** Stated task **
All of the listing below must be repeated word for word. Pictures are the only thing to omit.
*** Data for processing
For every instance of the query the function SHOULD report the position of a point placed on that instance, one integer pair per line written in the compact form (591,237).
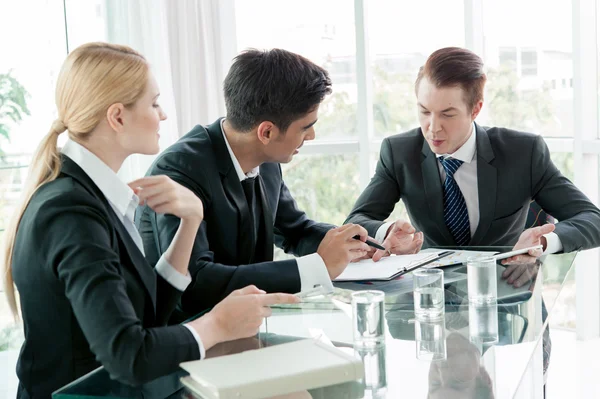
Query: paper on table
(385,269)
(457,258)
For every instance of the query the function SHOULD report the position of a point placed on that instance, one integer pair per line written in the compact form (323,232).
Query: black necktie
(250,191)
(455,207)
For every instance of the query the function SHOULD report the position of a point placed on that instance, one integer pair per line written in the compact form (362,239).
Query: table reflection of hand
(521,274)
(230,347)
(461,374)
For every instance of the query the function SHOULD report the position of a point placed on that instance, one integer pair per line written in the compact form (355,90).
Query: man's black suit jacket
(88,295)
(224,244)
(513,168)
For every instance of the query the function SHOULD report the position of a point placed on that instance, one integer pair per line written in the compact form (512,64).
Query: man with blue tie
(465,184)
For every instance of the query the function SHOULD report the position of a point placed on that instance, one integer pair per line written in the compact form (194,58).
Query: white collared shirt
(124,202)
(466,178)
(311,268)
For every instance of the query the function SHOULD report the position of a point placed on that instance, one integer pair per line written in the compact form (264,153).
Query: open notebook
(389,267)
(275,370)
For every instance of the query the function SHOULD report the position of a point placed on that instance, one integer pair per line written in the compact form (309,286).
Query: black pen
(370,243)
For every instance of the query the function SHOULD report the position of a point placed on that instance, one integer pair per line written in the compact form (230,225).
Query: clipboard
(388,268)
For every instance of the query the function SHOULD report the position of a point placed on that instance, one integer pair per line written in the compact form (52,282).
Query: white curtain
(200,55)
(182,40)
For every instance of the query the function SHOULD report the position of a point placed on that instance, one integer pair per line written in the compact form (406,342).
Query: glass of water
(483,322)
(482,283)
(368,318)
(428,285)
(375,378)
(430,339)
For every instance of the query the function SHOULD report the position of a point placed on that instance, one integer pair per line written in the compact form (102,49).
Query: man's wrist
(389,229)
(544,243)
(207,329)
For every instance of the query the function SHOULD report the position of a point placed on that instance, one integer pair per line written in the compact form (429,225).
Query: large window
(29,65)
(530,66)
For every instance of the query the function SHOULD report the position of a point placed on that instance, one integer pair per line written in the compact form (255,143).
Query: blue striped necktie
(456,216)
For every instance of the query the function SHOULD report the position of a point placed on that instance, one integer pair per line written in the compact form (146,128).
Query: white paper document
(385,269)
(457,258)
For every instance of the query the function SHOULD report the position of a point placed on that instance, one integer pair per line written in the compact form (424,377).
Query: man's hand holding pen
(401,239)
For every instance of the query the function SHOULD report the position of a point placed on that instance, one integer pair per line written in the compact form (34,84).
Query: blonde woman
(88,297)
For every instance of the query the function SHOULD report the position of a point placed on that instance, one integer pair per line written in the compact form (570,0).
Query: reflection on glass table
(471,367)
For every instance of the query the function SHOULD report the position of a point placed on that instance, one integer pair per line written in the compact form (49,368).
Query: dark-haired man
(464,184)
(272,100)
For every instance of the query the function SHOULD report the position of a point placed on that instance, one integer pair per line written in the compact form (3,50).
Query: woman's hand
(239,315)
(164,195)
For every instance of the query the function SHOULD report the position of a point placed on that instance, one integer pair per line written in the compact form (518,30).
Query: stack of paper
(385,269)
(275,370)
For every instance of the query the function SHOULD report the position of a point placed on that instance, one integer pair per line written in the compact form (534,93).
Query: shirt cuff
(171,275)
(382,231)
(553,243)
(198,340)
(313,272)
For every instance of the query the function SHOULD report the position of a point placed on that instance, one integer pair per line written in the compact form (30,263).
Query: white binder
(275,370)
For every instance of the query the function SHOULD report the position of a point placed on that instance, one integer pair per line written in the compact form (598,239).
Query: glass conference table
(512,367)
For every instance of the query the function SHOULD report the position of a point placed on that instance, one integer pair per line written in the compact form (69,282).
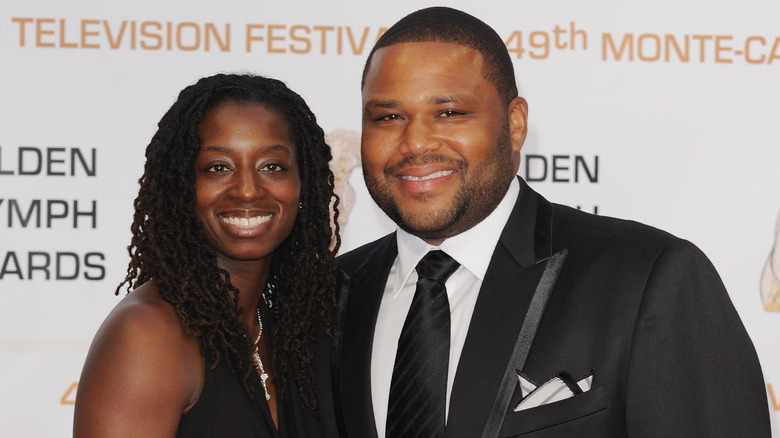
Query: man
(560,323)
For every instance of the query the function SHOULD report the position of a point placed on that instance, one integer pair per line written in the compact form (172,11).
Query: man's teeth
(246,221)
(432,175)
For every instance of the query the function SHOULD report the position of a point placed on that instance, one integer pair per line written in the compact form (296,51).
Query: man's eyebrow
(433,100)
(376,103)
(451,98)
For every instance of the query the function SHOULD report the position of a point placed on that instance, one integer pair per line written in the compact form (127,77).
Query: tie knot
(436,266)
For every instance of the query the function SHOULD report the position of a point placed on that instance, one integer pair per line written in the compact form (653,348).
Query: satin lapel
(357,334)
(512,277)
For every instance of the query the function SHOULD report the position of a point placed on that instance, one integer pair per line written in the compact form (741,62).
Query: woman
(232,275)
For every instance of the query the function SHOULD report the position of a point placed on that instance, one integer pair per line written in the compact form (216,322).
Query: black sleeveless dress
(225,410)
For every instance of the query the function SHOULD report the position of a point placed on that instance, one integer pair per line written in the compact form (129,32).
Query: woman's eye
(217,168)
(389,117)
(272,167)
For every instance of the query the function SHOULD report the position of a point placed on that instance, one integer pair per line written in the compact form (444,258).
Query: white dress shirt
(473,249)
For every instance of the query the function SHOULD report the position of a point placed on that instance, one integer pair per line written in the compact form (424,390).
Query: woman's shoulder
(142,369)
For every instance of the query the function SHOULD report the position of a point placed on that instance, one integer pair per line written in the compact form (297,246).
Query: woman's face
(247,184)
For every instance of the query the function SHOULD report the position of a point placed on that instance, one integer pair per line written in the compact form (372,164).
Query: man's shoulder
(575,226)
(352,260)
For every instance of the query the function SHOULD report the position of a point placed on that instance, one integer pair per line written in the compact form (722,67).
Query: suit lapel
(355,340)
(515,269)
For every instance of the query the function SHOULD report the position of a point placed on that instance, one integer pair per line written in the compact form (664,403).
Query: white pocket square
(558,388)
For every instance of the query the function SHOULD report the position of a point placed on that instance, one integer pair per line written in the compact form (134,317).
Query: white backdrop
(657,111)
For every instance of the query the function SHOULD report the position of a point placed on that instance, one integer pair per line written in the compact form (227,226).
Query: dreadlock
(169,245)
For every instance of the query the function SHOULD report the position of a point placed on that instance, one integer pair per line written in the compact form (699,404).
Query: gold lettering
(114,43)
(702,40)
(748,43)
(272,38)
(670,41)
(305,40)
(40,32)
(22,22)
(250,37)
(627,44)
(87,33)
(145,32)
(69,398)
(719,48)
(179,38)
(357,49)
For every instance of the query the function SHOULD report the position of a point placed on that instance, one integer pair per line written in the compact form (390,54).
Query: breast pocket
(574,409)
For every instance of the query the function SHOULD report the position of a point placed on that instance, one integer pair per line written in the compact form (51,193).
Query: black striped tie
(418,389)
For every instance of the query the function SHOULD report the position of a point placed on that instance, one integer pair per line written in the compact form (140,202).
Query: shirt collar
(473,248)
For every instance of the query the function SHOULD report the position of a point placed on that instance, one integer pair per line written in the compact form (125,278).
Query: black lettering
(51,160)
(579,162)
(89,170)
(35,207)
(23,150)
(528,159)
(556,168)
(4,172)
(91,213)
(100,268)
(75,266)
(31,266)
(11,266)
(51,215)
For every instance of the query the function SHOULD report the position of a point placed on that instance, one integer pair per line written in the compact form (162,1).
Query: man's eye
(389,117)
(450,113)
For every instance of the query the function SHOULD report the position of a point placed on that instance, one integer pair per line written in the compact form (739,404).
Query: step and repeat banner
(656,111)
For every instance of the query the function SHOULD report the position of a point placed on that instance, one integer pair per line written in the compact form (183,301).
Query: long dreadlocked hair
******
** Answer to this exercise **
For every instance of the query the function SHOULD report the position of a point placed on that instance, one integer pair per line written in the compact form (591,237).
Query: paper on table
(385,269)
(457,258)
For every instance of the query the function SHOULD report the position of a point placed on that instance, one integer pair per line written in the compact form (323,232).
Query: black necktie
(250,191)
(455,207)
For every instance of the query the function SHOULD report the position of a point placed on that instance, one integer pair per line written in the compact form (362,239).
Query: table reflection of hand
(521,274)
(230,347)
(461,374)
For every instance of the query the function SHOULD report the position of a point placed on that instance, one integer pair per line written in the compact form (355,90).
Query: man's black suit jacket
(88,295)
(224,244)
(513,168)
For every instance of the query the function SHOULD report the position of a point placed on that instance, one integer pair per line written in the compact form (512,64).
Query: man with blue tie
(465,184)
For every instance of the query the function SHOULD report the position of a point placed on that instance, one integer pair per line written in the compact form (194,58).
Query: white collared shirt
(124,202)
(466,178)
(311,268)
For every instance of the query the function SHOULD report the position of a point placed on that instance, one integer pair per line written in the compact form (264,153).
Query: open notebook
(389,267)
(275,370)
For every instance of the query the function SHOULD report the position of a point placed on that instance, one integer pair per line written in the compact form (309,286).
Query: black pen
(370,243)
For every instance of the query the function SHOULD report the position of a point placed on that instance, one integer pair per line written in the compact form (230,225).
Query: clipboard
(388,268)
For every instance of the query the function SHOULD report the position of a point placed on that instance, one integer pair per line written in the compact form (52,282).
Query: white curtain
(200,55)
(182,40)
For every instance of the query the function SHOULD report the position of a point placed on that instance, one integer pair per line written in the compact form (406,342).
Query: glass of water
(483,322)
(482,283)
(368,318)
(428,285)
(375,378)
(430,339)
For every instance of the query the function SHOULD report the position of a point placed on that instance, one integer pair per line written in the compact form (102,49).
Query: man's wrist
(389,229)
(544,243)
(207,329)
For every instance of the query the function SHOULD report the position of a point placed on that instance, one integer pair per line written in the compact form (429,225).
Query: large window
(29,65)
(530,66)
For every instance of the query the function SHOULD report the position of a point placed on that instance, one integer pair per line written in the compact form (255,143).
Query: blue striped necktie
(456,216)
For every instance of the query the function SHOULD report the position of a point placed on that instance, one integer pair per line written in the compact form (146,128).
Query: white paper document
(385,269)
(457,258)
For every instance of the query the function SHOULD report the position of a point placed on that instance, one integer pair per line written in the compact form (424,377).
Query: man's hand holding pen
(401,239)
For every instance of the query the function SHOULD report the position of a point placed on that instance, one integer pair per line written in the compact form (34,84).
Query: blonde woman
(88,297)
For every instance of the query the function SHOULD report the position of a point placed on that instance, one integer pair per line written in the compact form (570,0).
Query: reflection on glass table
(471,367)
For every instance of the query the function SHOULD report the position of a point placed on that instance, one integer pair per line written in the compact form (49,368).
Query: dark-haired man
(464,184)
(272,100)
For every instance of the query the function SHOULD report the position of a point placed on that instance, one integer pair per line written in the compact form (3,50).
Query: woman's hand
(239,315)
(164,195)
For every instance of the query the function SHOULD report the position of a point placed on that instance, one integer pair per line written in the compact form (518,30).
Query: stack of paper
(385,269)
(275,370)
For every instance of the query the function SHOULD report the position of a point placed on that instance, one integer pair per line written in the compact form (534,93).
Query: shirt cuff
(171,275)
(382,231)
(553,243)
(198,340)
(313,272)
For every instance of the query the function SHOULD report the position of a point placed on that instance, one integer pair per line written in the compact form (30,263).
Query: white binder
(275,370)
For every instance of the query the function SHOULD report the position of a point placed on that instance, one integer pair per line written in the compact form (598,239).
Query: glass conference table
(512,367)
For every instance of the query the function SHOULD report the position of a point placed on that instance, one integer pair per line written in the compact form (69,282).
Query: man
(560,323)
For every instance of the query the function SHOULD report the position of a point placed on that instance, one integer pair per line written in the compact form (172,11).
Query: man's teeth
(246,221)
(432,175)
For every instance of the query the function SHOULD report the position of a point placed on that instance, one integer pair per line written in the compact form (296,51).
Query: man's eyebrow
(433,100)
(376,103)
(451,98)
For every instance of the query the function SHOULD report the position of a point placed on that instance, one integer pair per line written in the compact form (127,77).
Query: tie knot
(436,266)
For every instance of the query the function SHOULD report the position of a point placed on that instance, one integer pair per line written in the compact form (653,348).
Query: satin lapel
(357,334)
(512,277)
For every instance of the query the function SHOULD report the position of a point placed on that instance, one integer pair per line written in the compact form (741,62).
Query: woman
(232,275)
For every instance of the query the function SHOULD report the position of a point placed on that instance, one integer pair per line written in the compact form (216,322).
Query: black sleeveless dress
(225,410)
For every instance of the query the function SHOULD report the position of a point placed on that instance, one integer pair per line written in the compact form (129,32).
Query: woman's eye
(217,168)
(389,117)
(272,167)
For every instance of the query the function SHOULD report the position of a point placed on that instance, one integer pair per line written in the compact form (444,258).
Query: white dress shirt
(473,249)
For every instance of the query the function SHOULD report the position of a point placed on that instance, one integer pair per line written in the compact form (424,390).
Query: woman's shoulder
(142,369)
For every instance of the query the function SHOULD report the position of a point placed on that instance, one integer pair per line written in the compact form (297,246).
Query: woman's face
(247,184)
For every instance of the query the function SHOULD report the position of a point placed on that instance, one integer pair per line written in the compact form (372,164).
Query: man's shoulder
(575,226)
(352,260)
For every instance of the query the function SHOULD report the position of a point placed on that instance, one integer pair per line written in the compact form (722,67).
Query: suit lapel
(355,340)
(515,269)
For every instance of the query the function SHOULD report the position of a point placed on that instance, one integer pair per line written in the compact form (664,403).
Query: white pocket square
(558,388)
For every instance of the query the function SHOULD report the position of a point placed on that instance, one integer pair per line written in the compact form (134,317).
Query: white backdrop
(657,111)
For every instance of the query the function SHOULD report the position of a point placed on that instance, one integer pair per line written in the compact form (227,226).
Query: dreadlock
(169,245)
For every instance of the query the function SHOULD report the position of a point placed on that instance, one integer pair per line written in the compact form (699,404).
Query: gold lettering
(114,43)
(702,40)
(748,43)
(272,38)
(670,41)
(305,40)
(40,32)
(22,22)
(250,37)
(627,44)
(87,33)
(145,32)
(69,398)
(719,48)
(179,38)
(357,49)
For every instance of the query the function SHOULD report the position of a point placed on that instance, one integer pair per line written in the compact form (390,54).
Query: breast pocket
(574,409)
For every instance of the query the function SHOULD report the position of a point placed on that instance, one integer pair per line written in the compact form (51,193).
Query: black striped tie
(418,389)
For every instance of the query the function SHOULD report the position of a point placed on that instance, one integer pair per line written in the compact form (140,202).
Query: shirt collar
(473,248)
For every instance of the query the function SHOULD report the position of a point placed on that instance, one integer pair per line written in the compact form (125,278).
Query: black lettering
(51,160)
(579,162)
(89,170)
(35,207)
(23,150)
(528,159)
(556,168)
(4,172)
(91,213)
(100,268)
(75,266)
(31,266)
(11,266)
(51,215)
For every instance of the query the function SHOULD report the position of a point placed on that instance, one integer pair per line written in the compact form (162,1).
Query: man's eye
(389,117)
(450,113)
For every instance of the query the function SHOULD report the position of a point placed on that instance, one integer pair per line written in the compact form (739,404).
Query: step and repeat banner
(656,111)
For every instance of the query the function SHOULD report the position of a point placed on that instance, one integer pair per line written in the compact form (183,301).
Query: long dreadlocked hair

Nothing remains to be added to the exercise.